> [Required work]
Change every "marker" in the material below to "dot" and leave everything else as it is.

> [Records for processing]
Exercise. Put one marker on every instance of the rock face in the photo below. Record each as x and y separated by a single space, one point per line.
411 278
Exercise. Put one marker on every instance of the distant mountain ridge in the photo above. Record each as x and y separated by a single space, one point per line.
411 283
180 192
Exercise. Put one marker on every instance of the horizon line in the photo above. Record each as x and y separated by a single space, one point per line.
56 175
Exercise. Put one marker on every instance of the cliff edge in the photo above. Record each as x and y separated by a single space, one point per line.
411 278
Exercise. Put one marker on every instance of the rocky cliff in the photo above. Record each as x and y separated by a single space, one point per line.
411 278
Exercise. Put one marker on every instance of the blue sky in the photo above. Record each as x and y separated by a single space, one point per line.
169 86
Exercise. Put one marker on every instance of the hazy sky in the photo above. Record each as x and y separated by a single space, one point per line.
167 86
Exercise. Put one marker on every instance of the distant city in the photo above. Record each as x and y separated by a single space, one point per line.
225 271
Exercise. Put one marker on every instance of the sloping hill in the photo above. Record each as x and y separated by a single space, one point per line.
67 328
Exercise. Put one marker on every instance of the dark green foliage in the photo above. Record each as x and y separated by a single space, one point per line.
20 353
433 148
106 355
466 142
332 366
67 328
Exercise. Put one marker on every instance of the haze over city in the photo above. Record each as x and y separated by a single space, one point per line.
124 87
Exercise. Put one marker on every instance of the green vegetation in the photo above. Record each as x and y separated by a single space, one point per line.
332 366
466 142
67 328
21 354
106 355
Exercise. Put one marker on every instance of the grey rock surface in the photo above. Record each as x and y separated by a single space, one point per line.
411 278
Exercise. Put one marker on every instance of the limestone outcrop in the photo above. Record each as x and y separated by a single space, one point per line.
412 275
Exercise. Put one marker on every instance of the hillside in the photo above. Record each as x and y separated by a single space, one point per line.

> [Response for this exercise]
Exercise. Put one dot on every instance of the rock face in the photo below. Record each as x and y separated by a single space, one point per line.
411 278
Exercise. Put one dot on every instance of the distant mountain ridge in the photo above. Record each as x and y separated by a single space, one point per line.
411 283
180 192
Exercise. Put one dot on every instance of the horizon line in the photo above. Record each as x and y separated by a single space, one point per line.
56 175
Exercise. Put one dot on every instance of the cliff edge in the photo above. Record each as x and y separated by a single space, one point per line.
411 278
Exercise. Put one dot on every instance of the rocky cliff in the photo above. Record each as x and y separated by a single space, one point per line.
411 278
Exercise. Put one dot on every instance of the blue sky in the photo above. Record each as x and y separated by a single space, one point per line.
169 86
Exercise. Put one dot on every instance of the hazy sky in the photo above. Record each as x and y separated by a single space, one point per line.
167 86
Exercise. Put one dot on every instance of the distant city in the photo above. Record each as x and y separated by a single space, one point per line.
225 271
Exercise. Put one dot on every instance of the sloping hill in the photo above. Record each as x and y separated by a single space, one point per line.
67 328
Exercise. Put one dot on every instance of the dark green foliage in the photo above. Record each as x and y separated by a single space, one point per line.
20 353
433 148
106 355
466 142
332 366
67 328
Exercise. Put one dot on every instance of the haze over city in the photo above. Record each as x and y separated by a single space, one point per line.
124 87
Exercise. Put one dot on every instance of the green vegetation in the photo above. Record each as x and y separated by a single space, one point per line.
332 366
466 142
67 328
21 354
106 355
Exercise. Put one dot on every instance of the grey rock surface in the photo above. Record each as x and y separated by a single space, one point per line.
411 278
Exercise. Put one dot on every instance of the limestone outcrop in the photo above. Record each as x and y separated by a single space, one point per line.
412 275
Exercise. Put one dot on every instance of the hillside in the photo above. Record each as x and y separated by a single space, one point per line.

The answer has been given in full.